--- What you should do ---
Report how many lines in the entries below have the word "cutting" in them, and give no other words.

--- Records provided ---
---------------
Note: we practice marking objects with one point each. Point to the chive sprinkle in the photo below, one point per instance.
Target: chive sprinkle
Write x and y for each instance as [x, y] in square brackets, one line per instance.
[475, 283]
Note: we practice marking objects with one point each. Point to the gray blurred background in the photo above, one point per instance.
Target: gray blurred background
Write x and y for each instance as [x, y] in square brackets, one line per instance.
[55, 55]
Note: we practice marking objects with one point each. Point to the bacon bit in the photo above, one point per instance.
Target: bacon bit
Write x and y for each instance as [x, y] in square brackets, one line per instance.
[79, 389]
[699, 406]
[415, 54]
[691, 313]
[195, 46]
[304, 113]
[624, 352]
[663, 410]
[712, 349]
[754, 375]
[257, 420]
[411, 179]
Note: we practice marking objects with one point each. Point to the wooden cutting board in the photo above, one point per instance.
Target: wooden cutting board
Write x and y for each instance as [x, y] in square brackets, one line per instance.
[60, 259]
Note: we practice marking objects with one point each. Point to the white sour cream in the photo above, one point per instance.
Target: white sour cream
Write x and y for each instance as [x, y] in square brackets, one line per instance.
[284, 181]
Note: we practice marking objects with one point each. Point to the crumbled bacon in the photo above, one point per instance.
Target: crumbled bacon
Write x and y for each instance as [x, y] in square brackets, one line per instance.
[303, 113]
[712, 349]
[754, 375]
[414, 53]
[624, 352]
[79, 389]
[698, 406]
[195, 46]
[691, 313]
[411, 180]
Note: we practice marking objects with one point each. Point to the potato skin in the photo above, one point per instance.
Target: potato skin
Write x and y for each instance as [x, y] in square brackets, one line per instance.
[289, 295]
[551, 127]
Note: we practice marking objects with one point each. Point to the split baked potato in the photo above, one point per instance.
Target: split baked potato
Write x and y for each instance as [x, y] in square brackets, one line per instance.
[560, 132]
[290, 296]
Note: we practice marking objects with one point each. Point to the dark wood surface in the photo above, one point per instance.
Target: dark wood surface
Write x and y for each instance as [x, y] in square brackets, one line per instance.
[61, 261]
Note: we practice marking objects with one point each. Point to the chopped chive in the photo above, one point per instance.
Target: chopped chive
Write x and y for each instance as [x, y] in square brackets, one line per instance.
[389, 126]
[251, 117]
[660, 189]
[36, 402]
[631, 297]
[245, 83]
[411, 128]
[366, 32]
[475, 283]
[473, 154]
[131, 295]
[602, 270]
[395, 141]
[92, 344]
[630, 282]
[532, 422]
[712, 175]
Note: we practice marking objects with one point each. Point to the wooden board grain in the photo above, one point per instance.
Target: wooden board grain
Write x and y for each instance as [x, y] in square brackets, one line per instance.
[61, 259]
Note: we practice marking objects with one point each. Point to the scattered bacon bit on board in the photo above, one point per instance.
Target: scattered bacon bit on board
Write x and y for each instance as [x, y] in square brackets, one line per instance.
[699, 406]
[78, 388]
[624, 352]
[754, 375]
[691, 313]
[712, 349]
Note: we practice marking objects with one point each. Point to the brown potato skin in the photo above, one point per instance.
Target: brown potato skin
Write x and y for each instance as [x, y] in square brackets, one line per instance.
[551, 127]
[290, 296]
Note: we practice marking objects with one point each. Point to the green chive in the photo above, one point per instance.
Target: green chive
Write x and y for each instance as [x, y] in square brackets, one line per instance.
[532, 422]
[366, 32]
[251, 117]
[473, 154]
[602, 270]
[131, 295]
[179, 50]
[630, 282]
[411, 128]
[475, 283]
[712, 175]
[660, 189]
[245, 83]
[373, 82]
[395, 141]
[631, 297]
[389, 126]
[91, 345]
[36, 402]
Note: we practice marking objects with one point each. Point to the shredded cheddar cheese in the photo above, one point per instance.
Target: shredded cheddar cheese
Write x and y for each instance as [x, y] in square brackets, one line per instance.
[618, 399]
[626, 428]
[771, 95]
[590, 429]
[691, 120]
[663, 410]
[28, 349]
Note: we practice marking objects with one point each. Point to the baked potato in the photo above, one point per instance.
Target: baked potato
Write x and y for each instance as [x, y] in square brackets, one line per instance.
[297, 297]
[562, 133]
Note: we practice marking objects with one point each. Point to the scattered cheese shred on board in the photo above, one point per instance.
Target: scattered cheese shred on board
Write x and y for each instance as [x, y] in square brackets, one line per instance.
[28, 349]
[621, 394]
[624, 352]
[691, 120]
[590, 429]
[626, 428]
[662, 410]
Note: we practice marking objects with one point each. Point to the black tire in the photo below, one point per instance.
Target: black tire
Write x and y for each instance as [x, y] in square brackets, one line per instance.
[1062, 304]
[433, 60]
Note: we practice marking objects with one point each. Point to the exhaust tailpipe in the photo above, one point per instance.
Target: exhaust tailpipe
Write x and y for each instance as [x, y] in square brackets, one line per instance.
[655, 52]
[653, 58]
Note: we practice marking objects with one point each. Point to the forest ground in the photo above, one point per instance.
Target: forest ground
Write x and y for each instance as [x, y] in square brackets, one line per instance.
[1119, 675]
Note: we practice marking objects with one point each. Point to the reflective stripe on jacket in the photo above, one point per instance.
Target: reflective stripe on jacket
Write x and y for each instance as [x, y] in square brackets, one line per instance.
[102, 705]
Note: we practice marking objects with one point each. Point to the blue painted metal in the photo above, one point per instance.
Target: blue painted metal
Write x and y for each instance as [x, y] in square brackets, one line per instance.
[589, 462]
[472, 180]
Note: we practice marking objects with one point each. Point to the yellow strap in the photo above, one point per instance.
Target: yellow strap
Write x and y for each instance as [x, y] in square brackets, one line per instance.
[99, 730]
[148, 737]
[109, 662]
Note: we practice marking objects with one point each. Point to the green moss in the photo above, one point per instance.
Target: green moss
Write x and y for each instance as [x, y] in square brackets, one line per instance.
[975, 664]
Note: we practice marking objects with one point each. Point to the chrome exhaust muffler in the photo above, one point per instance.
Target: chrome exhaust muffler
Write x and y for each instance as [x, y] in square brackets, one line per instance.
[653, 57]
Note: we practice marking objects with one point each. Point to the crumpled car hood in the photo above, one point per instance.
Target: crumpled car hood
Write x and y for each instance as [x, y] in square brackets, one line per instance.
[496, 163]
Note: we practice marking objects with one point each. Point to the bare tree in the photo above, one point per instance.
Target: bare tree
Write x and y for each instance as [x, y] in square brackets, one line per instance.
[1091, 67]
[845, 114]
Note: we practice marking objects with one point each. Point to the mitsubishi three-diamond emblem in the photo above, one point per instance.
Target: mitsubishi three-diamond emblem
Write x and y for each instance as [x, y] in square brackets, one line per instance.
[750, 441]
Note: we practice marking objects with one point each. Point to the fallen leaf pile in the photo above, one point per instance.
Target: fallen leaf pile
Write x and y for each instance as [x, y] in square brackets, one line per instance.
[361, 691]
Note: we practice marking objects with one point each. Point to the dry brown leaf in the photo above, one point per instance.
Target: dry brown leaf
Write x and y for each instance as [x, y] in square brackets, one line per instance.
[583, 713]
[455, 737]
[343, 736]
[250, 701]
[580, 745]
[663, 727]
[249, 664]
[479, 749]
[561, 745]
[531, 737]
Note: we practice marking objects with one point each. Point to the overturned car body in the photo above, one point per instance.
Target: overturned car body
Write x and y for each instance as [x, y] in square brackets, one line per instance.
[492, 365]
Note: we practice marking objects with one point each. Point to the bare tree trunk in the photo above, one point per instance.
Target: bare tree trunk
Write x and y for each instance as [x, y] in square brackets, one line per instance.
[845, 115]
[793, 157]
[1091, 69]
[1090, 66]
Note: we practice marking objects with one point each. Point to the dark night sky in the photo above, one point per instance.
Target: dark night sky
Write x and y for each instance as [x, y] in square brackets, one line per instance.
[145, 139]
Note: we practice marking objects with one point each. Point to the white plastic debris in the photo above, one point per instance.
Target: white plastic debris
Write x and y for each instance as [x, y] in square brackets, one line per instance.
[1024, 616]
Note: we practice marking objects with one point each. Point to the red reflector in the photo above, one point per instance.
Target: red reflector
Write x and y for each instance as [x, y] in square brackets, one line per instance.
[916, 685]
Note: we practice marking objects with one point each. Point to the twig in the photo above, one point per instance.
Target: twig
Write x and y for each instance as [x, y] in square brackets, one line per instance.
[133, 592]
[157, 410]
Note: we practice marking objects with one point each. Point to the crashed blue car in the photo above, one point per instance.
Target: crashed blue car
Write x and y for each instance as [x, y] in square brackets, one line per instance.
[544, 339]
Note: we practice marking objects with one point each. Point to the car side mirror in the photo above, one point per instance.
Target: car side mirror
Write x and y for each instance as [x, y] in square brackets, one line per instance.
---------------
--- Result for this task ---
2